Start Data supplied

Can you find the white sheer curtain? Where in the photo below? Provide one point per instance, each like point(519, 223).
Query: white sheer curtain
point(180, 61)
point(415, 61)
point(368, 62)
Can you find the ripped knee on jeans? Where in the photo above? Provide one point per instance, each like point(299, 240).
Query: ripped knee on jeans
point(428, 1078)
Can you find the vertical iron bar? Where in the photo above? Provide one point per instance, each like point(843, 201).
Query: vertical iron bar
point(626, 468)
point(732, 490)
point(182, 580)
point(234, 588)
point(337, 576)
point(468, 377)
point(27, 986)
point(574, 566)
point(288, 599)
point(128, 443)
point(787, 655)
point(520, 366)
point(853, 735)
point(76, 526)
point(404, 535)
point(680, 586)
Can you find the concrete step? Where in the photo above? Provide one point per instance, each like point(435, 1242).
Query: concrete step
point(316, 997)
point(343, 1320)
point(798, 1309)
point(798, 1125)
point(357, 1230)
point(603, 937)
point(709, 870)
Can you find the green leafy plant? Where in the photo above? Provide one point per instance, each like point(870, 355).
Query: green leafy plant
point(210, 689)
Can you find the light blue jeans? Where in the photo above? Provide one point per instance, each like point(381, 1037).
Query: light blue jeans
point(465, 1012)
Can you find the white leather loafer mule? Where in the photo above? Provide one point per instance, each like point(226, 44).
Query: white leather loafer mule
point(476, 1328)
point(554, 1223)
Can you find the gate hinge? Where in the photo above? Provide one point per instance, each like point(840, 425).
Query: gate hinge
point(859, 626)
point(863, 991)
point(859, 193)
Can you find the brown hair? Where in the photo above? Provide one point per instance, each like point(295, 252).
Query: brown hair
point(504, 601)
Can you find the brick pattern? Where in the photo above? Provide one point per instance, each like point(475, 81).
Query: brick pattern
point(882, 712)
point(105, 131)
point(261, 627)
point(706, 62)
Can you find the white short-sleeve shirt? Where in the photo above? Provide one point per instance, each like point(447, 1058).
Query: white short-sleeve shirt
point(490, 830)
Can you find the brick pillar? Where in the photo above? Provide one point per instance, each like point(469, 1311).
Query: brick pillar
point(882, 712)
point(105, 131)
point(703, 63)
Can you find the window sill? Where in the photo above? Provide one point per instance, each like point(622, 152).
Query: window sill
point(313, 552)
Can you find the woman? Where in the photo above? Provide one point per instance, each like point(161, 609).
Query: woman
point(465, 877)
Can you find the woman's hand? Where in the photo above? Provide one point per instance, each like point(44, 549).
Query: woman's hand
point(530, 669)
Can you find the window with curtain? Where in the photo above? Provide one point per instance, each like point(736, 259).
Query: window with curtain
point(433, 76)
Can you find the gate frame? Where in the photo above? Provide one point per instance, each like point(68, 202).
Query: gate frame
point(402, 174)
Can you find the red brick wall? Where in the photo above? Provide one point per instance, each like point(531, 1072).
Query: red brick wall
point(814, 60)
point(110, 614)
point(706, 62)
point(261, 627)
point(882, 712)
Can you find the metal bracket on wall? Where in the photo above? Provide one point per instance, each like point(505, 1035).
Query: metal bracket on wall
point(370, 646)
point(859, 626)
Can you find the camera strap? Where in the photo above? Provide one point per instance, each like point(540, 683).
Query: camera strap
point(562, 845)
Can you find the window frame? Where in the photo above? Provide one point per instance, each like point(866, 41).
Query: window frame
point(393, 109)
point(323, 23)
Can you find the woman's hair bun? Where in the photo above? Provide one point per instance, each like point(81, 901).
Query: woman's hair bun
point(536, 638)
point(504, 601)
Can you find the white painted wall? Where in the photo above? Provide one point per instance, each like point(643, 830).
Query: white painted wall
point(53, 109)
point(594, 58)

End Data supplied

Copy every line of these records, changing nothing.

Can you find the white sheer curtain? Where in the photo below? Provide one point per instance, each like point(519, 223).
Query: white sheer curtain
point(180, 61)
point(415, 61)
point(368, 62)
Can you find the ripped knee on jeans? Where in the photo above? Provide one point per instance, each like point(299, 240).
Query: ripped knee on jeans
point(428, 1078)
Can you find the vertical iron bar? Where in the photo above? Provide one point per instance, each like point(843, 201).
Query: vertical iron bar
point(626, 468)
point(732, 490)
point(182, 580)
point(234, 588)
point(337, 576)
point(468, 377)
point(27, 986)
point(574, 566)
point(288, 599)
point(128, 443)
point(787, 655)
point(520, 366)
point(853, 735)
point(76, 526)
point(404, 535)
point(680, 586)
Can you find the concrete step? Where in the photo above? Provide one point per instance, each like point(435, 1242).
Query: concrete step
point(316, 997)
point(343, 1320)
point(798, 1309)
point(798, 1125)
point(357, 1230)
point(603, 937)
point(709, 870)
Can you find the green leafy plant? Where in the photo above? Provide one point per instance, each like point(870, 355).
Query: green leafy plant
point(210, 689)
Can you find the light blue jeans? Where in the photo above? Provide one point per instance, each like point(381, 1037).
Query: light blue jeans
point(465, 1012)
Can you find the white leather loafer mule? Where in the photo above? Provide one point per instance, each like point(226, 44).
Query: white leather loafer mule
point(476, 1328)
point(554, 1223)
Can you find the gate hinge? Where in the photo above? Provide one point per instance, each like point(840, 425).
Query: gate hinge
point(859, 626)
point(863, 991)
point(859, 193)
Can you find the brown hair? Where in the photo above? Provide one point per instance, each like point(295, 252).
Query: brown hair
point(504, 601)
Can you find the brick pattern? Where in the photo above? Provide one point per instance, each like point(475, 81).
Query: brick pattern
point(882, 712)
point(105, 131)
point(261, 627)
point(706, 62)
Can you find the white short-sleeve shirt? Where in the photo above? Provide one point per instance, each like point(447, 1058).
Query: white short-sleeve shirt
point(490, 830)
Can you find the brick pillar? Where in the photo above? Provide one point per instance, each like point(469, 1311).
Query: brick pillar
point(882, 712)
point(105, 131)
point(703, 63)
Can you find the window sill? Where in the photo above? Provide one point per instance, each like point(622, 152).
Query: window sill
point(313, 552)
Can you find the woman? Where in the photo above? Provide one point per instance, each like point(161, 609).
Query: woman
point(465, 877)
Can you find the woman's hand? Where in the photo above? Provide one point per instance, each like point(44, 549).
Query: woman's hand
point(530, 669)
Can you find the window with curtain? Where in the photo above? Provide one point per instance, each like point(736, 259).
Query: window with curtain
point(433, 76)
Can you find the gate frame? Where in the photo above? Provide one point per instance, each like point(68, 202).
Query: gate frame
point(402, 174)
Can you find the red brick wall? Where in the photo above? Provide one point per instance, each like point(531, 1072).
Query: red brick wall
point(814, 60)
point(110, 614)
point(706, 62)
point(261, 627)
point(882, 712)
Can you find the metal bracket on wall? Where in the photo above? Provide one point per instance, each like point(505, 1035).
Query: metal bracket on wall
point(370, 646)
point(859, 626)
Can you find the camera strap? Where in the photo above? Provide one point per instance, each like point(540, 683).
Query: camera strap
point(562, 845)
Can you find the window frame? Where in the photo above? Provide one point per instance, each like point(866, 41).
Query: window frame
point(393, 109)
point(323, 23)
Can you find the woman's hair bun? Where in the photo above? Provide one point per instance, each like point(81, 901).
Query: woman's hair bun
point(536, 638)
point(504, 601)
Can you find the white painted wall? Where in the photo above? Provide one point per instance, each like point(643, 830).
Query: white painted wall
point(53, 109)
point(594, 58)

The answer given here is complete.